> _Exercise instructions_: Return every line from the records below that contains the string "screen".

[Object pointing dataset rows]
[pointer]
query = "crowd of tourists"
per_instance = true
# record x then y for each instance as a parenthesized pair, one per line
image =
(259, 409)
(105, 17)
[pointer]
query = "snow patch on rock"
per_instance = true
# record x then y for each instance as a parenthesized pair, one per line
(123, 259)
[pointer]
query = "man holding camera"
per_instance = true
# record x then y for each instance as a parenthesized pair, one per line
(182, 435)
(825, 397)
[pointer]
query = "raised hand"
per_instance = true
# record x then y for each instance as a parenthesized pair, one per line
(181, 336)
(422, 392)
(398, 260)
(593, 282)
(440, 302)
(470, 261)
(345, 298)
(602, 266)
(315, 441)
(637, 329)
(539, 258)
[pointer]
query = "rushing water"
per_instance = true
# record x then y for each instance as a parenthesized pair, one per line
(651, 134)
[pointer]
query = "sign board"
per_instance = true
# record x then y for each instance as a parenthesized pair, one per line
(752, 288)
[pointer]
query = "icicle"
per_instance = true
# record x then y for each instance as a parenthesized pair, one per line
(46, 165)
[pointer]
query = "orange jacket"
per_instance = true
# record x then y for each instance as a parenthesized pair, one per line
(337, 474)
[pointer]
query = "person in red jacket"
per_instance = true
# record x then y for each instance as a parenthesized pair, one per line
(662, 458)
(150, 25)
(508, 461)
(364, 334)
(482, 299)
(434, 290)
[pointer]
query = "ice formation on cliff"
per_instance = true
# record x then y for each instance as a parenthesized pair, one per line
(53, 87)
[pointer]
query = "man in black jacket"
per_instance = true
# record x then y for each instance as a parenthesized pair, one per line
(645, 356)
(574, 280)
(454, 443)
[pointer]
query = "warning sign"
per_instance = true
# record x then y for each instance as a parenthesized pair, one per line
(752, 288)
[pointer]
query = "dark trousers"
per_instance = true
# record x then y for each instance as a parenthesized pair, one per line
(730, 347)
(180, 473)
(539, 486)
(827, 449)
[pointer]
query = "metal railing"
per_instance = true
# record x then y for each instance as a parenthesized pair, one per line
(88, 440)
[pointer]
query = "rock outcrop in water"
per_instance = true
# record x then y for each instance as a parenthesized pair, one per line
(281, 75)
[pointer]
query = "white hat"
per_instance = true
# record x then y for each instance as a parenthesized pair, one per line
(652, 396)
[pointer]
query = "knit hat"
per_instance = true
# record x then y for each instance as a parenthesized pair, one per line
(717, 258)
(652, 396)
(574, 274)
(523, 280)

--

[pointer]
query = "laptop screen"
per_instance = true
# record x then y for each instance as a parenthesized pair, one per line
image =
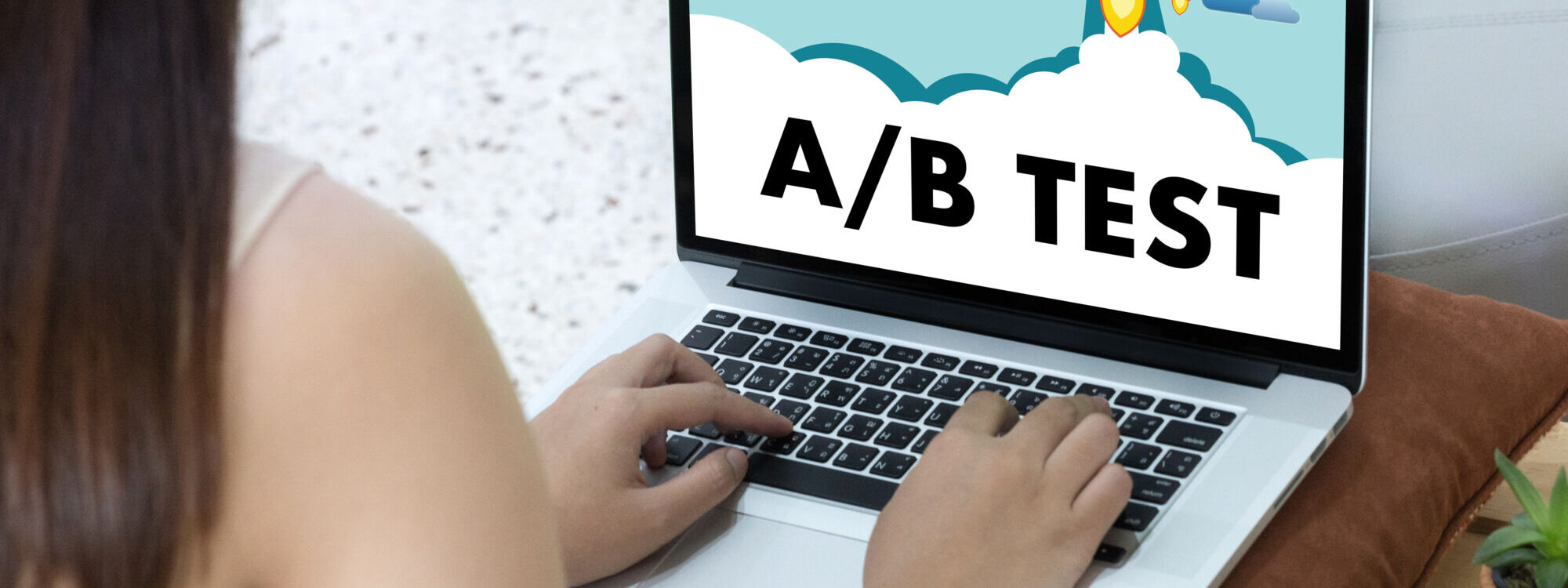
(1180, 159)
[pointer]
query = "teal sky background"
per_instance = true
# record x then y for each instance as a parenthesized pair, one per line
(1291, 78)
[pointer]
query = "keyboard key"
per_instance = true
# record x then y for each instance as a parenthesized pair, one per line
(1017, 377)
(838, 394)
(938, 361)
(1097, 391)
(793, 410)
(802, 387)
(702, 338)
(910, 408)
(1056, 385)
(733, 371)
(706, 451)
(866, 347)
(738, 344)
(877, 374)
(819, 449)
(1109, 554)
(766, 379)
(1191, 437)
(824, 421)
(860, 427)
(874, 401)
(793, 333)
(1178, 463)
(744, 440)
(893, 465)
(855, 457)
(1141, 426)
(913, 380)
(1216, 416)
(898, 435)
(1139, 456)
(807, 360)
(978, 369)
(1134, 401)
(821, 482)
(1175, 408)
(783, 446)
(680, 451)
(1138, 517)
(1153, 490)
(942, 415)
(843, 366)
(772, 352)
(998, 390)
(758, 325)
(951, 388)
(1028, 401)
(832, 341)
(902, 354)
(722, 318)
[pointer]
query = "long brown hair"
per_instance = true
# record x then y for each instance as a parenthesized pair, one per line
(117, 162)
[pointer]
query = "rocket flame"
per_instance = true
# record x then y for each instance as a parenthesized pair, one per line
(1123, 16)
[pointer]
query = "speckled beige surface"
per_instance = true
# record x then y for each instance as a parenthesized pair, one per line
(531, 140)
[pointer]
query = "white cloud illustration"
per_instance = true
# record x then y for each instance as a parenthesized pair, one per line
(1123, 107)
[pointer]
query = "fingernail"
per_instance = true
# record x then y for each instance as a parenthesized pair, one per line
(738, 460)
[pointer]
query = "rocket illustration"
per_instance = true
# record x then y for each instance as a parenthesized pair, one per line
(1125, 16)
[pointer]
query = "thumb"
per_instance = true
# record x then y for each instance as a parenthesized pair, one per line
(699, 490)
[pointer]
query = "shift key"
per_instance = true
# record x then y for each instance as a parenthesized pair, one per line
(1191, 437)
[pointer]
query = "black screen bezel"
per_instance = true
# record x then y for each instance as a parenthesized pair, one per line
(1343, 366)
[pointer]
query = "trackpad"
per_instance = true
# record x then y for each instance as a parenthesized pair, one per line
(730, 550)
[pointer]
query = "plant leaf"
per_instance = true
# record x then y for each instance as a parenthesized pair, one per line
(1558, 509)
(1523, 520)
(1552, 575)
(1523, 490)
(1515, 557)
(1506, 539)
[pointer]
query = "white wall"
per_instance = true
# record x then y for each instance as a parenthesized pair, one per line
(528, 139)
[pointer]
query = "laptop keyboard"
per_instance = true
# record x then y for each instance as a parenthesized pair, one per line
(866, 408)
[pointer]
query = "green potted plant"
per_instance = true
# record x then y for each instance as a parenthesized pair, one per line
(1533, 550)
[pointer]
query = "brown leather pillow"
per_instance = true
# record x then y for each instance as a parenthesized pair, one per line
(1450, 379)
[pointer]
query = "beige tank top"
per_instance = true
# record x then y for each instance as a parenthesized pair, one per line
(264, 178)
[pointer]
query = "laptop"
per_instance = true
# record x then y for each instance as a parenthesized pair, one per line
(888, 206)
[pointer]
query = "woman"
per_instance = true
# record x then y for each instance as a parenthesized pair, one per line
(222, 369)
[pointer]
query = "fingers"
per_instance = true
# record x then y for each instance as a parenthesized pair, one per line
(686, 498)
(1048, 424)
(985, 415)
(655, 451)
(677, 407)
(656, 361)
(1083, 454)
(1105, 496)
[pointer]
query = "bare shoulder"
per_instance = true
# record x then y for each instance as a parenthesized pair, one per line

> _Solution to this exercise_:
query = "laptop screen"
query = "black screen bezel"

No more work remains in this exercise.